Goal
Extract each line of the listing below and reproduce it verbatim, keeping the original order.

=====

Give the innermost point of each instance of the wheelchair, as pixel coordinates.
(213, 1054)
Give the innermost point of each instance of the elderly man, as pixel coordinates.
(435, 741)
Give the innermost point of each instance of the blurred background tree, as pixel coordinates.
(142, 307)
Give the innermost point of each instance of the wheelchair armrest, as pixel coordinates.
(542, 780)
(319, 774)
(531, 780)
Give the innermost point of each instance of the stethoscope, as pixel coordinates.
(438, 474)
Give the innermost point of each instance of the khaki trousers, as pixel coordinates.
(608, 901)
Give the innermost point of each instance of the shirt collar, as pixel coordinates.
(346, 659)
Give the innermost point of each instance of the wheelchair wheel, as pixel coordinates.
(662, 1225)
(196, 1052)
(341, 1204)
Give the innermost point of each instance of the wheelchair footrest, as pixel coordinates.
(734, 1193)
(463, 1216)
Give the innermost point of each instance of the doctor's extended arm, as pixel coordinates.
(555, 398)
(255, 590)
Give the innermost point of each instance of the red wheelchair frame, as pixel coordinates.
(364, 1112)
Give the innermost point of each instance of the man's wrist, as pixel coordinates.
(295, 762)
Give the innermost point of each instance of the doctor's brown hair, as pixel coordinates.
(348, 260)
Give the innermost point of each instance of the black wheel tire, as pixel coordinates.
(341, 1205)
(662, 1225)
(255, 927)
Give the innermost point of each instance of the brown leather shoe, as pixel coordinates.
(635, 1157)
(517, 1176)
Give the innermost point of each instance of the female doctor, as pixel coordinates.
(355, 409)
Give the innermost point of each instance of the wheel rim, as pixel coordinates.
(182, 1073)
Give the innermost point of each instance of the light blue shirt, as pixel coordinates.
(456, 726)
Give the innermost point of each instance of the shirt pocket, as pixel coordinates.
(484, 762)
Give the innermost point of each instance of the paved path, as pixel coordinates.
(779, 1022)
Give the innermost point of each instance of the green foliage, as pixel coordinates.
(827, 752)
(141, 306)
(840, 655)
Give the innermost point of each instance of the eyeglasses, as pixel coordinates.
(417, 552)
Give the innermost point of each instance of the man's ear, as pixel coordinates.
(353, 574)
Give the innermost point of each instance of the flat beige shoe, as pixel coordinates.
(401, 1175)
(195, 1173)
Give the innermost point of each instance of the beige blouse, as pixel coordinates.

=====

The solution
Give the innermost point of each instance of the wheelchair, as pixel coordinates.
(213, 1054)
Give the innermost point of each instance of the elderly man, as pixel coordinates.
(435, 741)
Give the innermost point of each instance of the blurred background tree, as pixel coordinates.
(142, 307)
Give the innermost point of each instance of the wheelchair armrest, as pixel coordinates.
(542, 780)
(319, 774)
(531, 780)
Give the innermost point of each instance of the stethoscope, as pixel coordinates.
(438, 474)
Give the innermost point of each instance of the khaki trousers, as pixel coordinates.
(608, 901)
Give the innermost point of each instance of the shirt collar, as pixel coordinates.
(346, 659)
Give the innermost point of each instance of the wheelchair wheel, as pixel coordinates.
(662, 1225)
(196, 1052)
(341, 1204)
Give the innermost point of each instance of the wheelchair footrest, as pixel coordinates.
(734, 1193)
(463, 1216)
Give the innermost point of each instance of the doctor's extended arm, as pixel coordinates.
(555, 398)
(255, 590)
Give the innermost point of each instance of the red wheelchair frame, as pixel coordinates.
(364, 1112)
Give the innermost point of each instance of the man's wrist, as pixel coordinates.
(295, 762)
Give the innermost point of each instance of the doctor's brown hair, as pixel coordinates.
(348, 260)
Give the innermost point of each instance of the black wheel tire, as pixel coordinates.
(341, 1205)
(662, 1225)
(255, 927)
Give the innermost point of each instance of the brown leather shoe, as pixel coordinates.
(635, 1157)
(517, 1176)
Give the innermost point of each instance of the female doctor, as pixel coordinates.
(355, 409)
Give the innermost point of each instance of the wheel rim, as pixel coordinates.
(182, 1073)
Give the innermost point of each instance of the light blue shirt, as pixel coordinates.
(456, 726)
Give the innermost point of each instance of the shirt pocket, as pixel coordinates.
(484, 762)
Give the innermost point of each instance of the paved path, as pixel coordinates.
(779, 1022)
Give the innermost point of each instance of the green foliage, as pixel coordinates.
(827, 752)
(141, 306)
(840, 655)
Give the innermost point of each instance of the eyeglasses, as pixel coordinates.
(417, 552)
Give the innermost point of each instance of the man's ear, as pixel coordinates.
(353, 574)
Give the innermost point of each instance of the flat beige shoe, as pixel coordinates.
(401, 1175)
(195, 1173)
Give the innermost point of each instance of the beige blouse, as pixel coordinates.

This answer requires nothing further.